## REQUEST 1
Answer these questions using the passage on singularities:
(a) Which two classical theories does the passage say had failures that were fixed by quantizing?
(b) What three kinds of singularity in Gen Rel does the passage list?
(c) If space is infinite, over what can the bang failure extend?
## REQUEST 2
Write the next part of the passage on singularities, picking up after its final sentence.

— Start SOURCE EXTRACT —

Singularity is not something in nature, it is something that happens in a manmade theory. It is where the theory breaks down.

 

There are singularities in all different kinds of theories---places where the theory blows up and gives nonsensical results, infinities etc.

Classical electrodynamics had a failure (atoms would not be stable) and was fixed by QUANTIZING. Classical thermal radiation had a blow-up and that was also fixed by quantizing.

 

People have expected for a long time that the singularities in classical Gen Rel will be fixed by quantizing. When this happens the new theory (an improved or quantized Gen Rel) will have to be tested empirically like any new theory.

 

Gen Rel breaks down in several different ways in differnt situations. So it has singularities (places it goes haywire and is no longer reliable)

One kind is black hole

another kind is bang

another is crunch

 

NONE OF THESE ARE THE SAME KIND

the bang failure is at a particular instant of time but (if space is infinite) it can extend over all space (don't have to picture it as occurring at a single point)

— End SOURCE EXTRACT —
— Start ENTRIES SHOWN —

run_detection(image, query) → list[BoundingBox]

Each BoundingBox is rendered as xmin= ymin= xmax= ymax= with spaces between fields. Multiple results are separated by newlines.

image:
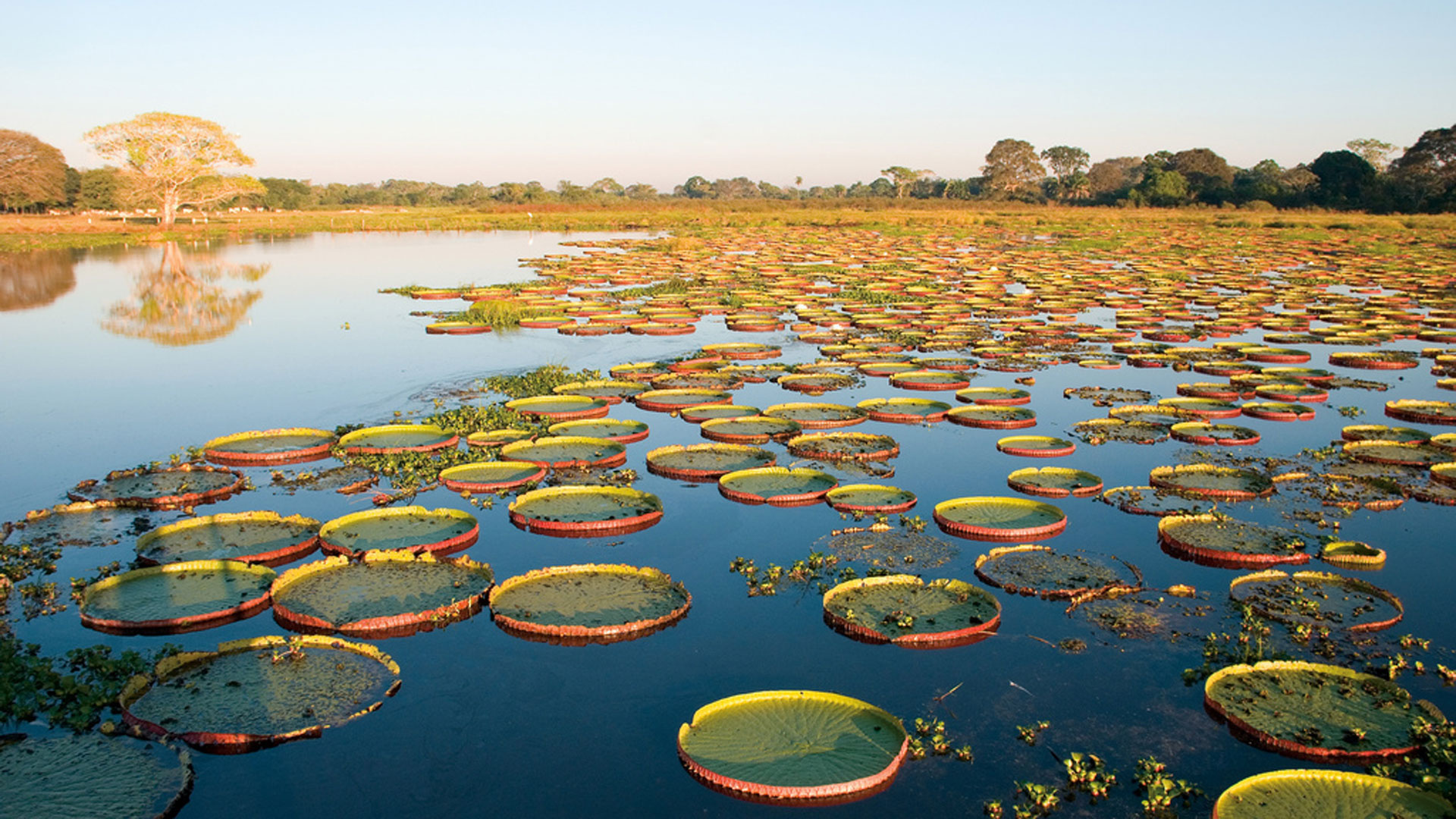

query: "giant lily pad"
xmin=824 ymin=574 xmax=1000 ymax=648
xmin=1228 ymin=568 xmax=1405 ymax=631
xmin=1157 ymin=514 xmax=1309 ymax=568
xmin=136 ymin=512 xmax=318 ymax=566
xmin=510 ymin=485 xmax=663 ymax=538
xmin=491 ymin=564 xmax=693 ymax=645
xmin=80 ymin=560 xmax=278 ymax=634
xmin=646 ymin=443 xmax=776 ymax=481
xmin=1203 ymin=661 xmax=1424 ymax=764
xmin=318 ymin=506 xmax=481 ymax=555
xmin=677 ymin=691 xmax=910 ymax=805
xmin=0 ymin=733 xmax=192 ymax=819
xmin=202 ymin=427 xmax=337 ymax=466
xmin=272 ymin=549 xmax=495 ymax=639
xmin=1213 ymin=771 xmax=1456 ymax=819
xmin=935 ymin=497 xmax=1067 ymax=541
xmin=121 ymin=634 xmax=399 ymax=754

— End ENTRIES SHOWN —
— Start ENTRIES SHOWN —

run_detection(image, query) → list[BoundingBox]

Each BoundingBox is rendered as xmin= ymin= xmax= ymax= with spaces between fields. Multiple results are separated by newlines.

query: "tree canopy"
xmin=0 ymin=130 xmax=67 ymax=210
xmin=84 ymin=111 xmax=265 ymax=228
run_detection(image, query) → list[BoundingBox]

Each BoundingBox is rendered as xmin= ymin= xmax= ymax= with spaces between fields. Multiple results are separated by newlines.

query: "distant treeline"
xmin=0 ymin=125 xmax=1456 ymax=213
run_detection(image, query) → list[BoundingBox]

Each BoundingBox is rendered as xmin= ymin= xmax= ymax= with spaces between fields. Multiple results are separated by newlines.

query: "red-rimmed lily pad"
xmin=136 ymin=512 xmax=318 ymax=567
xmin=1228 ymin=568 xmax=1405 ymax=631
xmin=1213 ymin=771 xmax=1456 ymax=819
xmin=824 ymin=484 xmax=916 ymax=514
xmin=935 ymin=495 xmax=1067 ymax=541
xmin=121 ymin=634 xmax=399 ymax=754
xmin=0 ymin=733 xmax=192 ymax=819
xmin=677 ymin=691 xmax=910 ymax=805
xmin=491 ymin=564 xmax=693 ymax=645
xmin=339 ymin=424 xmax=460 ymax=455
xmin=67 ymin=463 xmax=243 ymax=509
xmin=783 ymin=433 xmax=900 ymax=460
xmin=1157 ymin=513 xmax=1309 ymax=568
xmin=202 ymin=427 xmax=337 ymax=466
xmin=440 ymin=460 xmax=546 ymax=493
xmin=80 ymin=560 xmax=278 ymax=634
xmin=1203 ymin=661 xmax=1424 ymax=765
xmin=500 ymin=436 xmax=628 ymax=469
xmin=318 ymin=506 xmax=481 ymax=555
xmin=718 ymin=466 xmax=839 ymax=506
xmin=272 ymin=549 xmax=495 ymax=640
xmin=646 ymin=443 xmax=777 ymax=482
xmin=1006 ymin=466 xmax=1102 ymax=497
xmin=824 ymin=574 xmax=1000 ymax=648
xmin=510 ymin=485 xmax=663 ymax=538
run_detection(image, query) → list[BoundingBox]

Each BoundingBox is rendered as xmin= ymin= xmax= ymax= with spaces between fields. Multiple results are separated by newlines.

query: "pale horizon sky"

— End ENTRIES SHOWN —
— Start ENTRIES SHOWN —

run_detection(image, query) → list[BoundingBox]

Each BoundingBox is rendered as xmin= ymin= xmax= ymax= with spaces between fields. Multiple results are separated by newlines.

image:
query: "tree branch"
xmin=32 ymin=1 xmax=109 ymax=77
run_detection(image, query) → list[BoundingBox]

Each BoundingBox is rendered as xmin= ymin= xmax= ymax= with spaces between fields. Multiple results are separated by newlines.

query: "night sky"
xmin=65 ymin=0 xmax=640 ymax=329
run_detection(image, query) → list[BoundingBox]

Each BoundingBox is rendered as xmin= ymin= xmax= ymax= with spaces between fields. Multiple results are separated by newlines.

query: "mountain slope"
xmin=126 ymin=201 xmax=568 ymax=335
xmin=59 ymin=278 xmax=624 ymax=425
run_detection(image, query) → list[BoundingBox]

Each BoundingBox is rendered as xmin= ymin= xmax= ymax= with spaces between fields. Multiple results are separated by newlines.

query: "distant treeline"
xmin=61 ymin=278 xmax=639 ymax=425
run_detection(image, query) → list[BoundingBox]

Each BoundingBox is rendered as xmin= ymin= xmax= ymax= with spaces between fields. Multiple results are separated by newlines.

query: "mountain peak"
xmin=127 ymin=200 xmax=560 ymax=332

— End ENTRIES SHOWN —

## EXERCISE ANSWER 1
(a) Classical electrodynamics, in which atoms would not be stable, and classical thermal radiation, which had a blow-up.
(b) Black hole, bang, and crunch.
(c) All space.

## EXERCISE ANSWER 2
 

the hole failure is localized in space but enduring in time

 

so you shouldn't confuse the two.

==========================

 

the important thing to know about Gen Rel singularities is that THEY ARE IN PROCESS OF GETTING FIXED and there is quite a lot of current research about this

 

this year, for example, there was a high-power workshop called "The Quantum Nature of Spacetime Singularities" with top string and non-string QG people participating. the keynote talk made it clear that the workshop was about resolving (getting rid of) singularities. It lasted the better part of 3 weeks---at the Santa Barbara Institute for Theoretical Physics. the talks (slides and video) are online.

just google "KITP singularities" if you want. if any trouble let us know and I or someone will get the link.

 

a lot of scientific journal articles are appearing nowadays about this business of fixing the GR singularities, typically by quantizing.

they just go away and often you get something like a "bounce" in their place---a contraction to very high density followed by re-expansion

this are new models and they still need to be tested, so maintain the proper scepticism as with any new theoretical physics.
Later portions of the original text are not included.